Discover more from This Week in The 90s
Farewell to New Kids On The Block and an early era of boy bands [December 7, 1991]
Plus: Kym Sims, U2, Salt-N-Pepa and Bryan Adams
This week’s Number 9: ‘If You Go Away’ — New Kids On The Block
When you reach a certain age—say around 11 or 12—you start to go through certain changes.
Things that used to interest you might now seem, well, a little childish. Your toys start piling up under the bed. You start noticing things around you. The world seems to open up.
And, depending on your preference, you start to notice girls or boys. In a new way, a way that makes you feel something.
Of course, you don’t have anywhere near the emotional literacy to understand what those feelings are. You might call it love and start doodling little hearts with initials in the margin of your schoolbooks. Or you might call it lust and (if you’re a person with a penis) you spend your day battling spontaneous erections.
Straight boys don’t really have a lot of places into which they can pour these feelings. We’ve got sports, we’ve got fighting, we’ve got the act of being incredibly, annoyingly loud all the time.
But for the most part, being an adolescent boy means being horny all the time and not knowing what to do about it.
Girls go through the same experience, I imagine. But at least girls have a vessel into which they can pour all of their feelings: the boy band.

[Data lines]
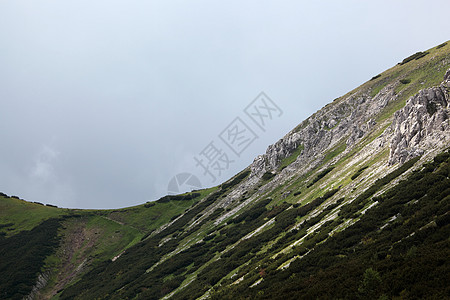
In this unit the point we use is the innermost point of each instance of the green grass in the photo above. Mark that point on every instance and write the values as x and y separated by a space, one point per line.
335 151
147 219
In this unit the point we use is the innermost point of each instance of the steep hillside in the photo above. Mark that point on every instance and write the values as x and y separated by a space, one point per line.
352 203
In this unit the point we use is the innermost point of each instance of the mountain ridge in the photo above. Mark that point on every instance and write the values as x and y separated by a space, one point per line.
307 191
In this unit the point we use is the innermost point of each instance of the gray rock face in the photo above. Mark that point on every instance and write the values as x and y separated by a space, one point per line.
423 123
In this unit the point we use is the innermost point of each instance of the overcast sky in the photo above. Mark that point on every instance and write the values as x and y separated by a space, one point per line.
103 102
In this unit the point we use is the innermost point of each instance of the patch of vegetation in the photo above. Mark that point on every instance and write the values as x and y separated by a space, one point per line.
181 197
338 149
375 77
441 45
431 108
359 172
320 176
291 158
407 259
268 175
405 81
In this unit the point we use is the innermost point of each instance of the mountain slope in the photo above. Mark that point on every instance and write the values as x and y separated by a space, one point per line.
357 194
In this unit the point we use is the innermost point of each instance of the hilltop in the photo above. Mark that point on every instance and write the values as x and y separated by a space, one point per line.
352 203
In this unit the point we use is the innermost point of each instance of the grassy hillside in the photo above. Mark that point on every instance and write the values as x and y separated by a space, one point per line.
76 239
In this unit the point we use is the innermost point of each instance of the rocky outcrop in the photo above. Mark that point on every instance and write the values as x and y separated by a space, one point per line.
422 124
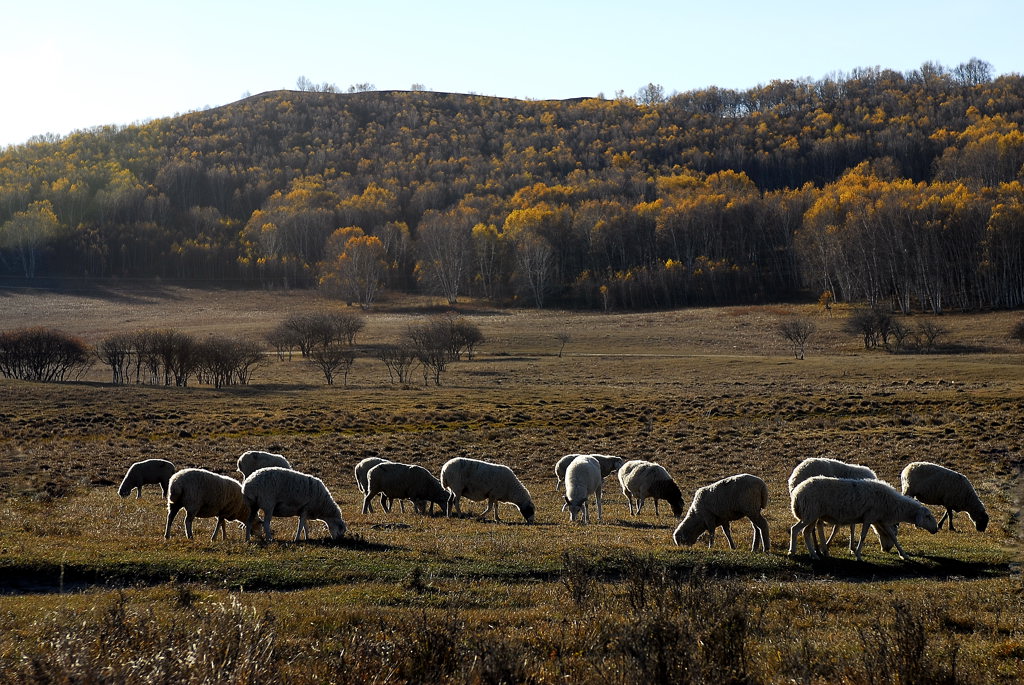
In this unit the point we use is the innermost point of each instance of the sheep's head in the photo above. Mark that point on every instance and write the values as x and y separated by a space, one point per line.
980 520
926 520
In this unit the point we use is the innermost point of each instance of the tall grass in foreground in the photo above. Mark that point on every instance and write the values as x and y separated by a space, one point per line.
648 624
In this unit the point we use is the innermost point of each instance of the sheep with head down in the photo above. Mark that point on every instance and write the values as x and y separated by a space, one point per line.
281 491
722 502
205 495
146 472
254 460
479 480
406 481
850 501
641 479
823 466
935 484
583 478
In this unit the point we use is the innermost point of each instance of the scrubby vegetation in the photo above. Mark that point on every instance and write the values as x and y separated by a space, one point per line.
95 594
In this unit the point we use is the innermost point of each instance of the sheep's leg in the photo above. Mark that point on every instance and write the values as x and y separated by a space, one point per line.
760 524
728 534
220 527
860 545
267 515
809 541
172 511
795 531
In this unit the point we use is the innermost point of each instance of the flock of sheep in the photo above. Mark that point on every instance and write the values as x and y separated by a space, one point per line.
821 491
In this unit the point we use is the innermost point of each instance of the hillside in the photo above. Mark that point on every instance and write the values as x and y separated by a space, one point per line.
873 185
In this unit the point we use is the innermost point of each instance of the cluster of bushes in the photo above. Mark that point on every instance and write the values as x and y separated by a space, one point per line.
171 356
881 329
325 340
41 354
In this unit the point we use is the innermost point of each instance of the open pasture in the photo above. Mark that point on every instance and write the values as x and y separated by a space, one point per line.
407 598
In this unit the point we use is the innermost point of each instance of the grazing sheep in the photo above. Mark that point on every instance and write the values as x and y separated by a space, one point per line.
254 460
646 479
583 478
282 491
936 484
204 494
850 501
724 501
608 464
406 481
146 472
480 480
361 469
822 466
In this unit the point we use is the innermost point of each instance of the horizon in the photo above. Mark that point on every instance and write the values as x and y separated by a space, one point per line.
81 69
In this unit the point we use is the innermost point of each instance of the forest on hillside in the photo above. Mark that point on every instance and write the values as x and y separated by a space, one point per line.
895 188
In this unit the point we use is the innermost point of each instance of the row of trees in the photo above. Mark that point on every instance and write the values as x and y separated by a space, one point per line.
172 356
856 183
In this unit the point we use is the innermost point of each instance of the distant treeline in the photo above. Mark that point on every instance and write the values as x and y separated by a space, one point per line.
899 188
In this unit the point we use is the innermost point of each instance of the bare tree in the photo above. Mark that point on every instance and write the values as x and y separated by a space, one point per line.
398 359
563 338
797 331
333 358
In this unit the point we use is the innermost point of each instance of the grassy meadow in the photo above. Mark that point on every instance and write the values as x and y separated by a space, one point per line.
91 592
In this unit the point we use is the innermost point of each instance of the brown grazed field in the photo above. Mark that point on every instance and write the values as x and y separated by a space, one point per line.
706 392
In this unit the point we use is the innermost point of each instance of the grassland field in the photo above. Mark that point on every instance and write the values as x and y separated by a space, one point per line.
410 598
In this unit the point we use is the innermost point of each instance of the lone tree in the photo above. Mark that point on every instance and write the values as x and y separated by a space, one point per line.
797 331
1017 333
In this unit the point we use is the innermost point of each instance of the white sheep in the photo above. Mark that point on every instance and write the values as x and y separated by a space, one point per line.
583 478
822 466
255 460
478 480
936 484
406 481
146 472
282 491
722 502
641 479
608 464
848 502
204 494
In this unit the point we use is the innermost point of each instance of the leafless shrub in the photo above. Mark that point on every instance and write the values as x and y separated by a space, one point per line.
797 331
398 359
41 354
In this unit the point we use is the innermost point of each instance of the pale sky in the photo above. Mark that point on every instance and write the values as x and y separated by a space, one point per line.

[Problem A]
In the post on boy bands, why might a preteen call the new feelings love or lust? Answer in one to three sentences.
[Problem B]
Set down word for word the passage of the post on boy bands starting with "Of course, you" and going on through "the boy band.".
[Problem C]
Which song and act does the post on boy bands give as this week's Number 9?

[Task result A]
At that age a person doesn't have anywhere near the emotional literacy to understand what those feelings are. So they might call it love and doodle hearts with initials in their schoolbooks, or call it lust.

[Task result B]
Of course, you don’t have anywhere near the emotional literacy to understand what those feelings are. You might call it love and start doodling little hearts with initials in the margin of your schoolbooks. Or you might call it lust and (if you’re a person with a penis) you spend your day battling spontaneous erections.
Straight boys don’t really have a lot of places into which they can pour these feelings. We’ve got sports, we’ve got fighting, we’ve got the act of being incredibly, annoyingly loud all the time.
But for the most part, being an adolescent boy means being horny all the time and not knowing what to do about it.
Girls go through the same experience, I imagine. But at least girls have a vessel into which they can pour all of their feelings: the boy band.

[Task result C]
'If You Go Away' by New Kids On The Block.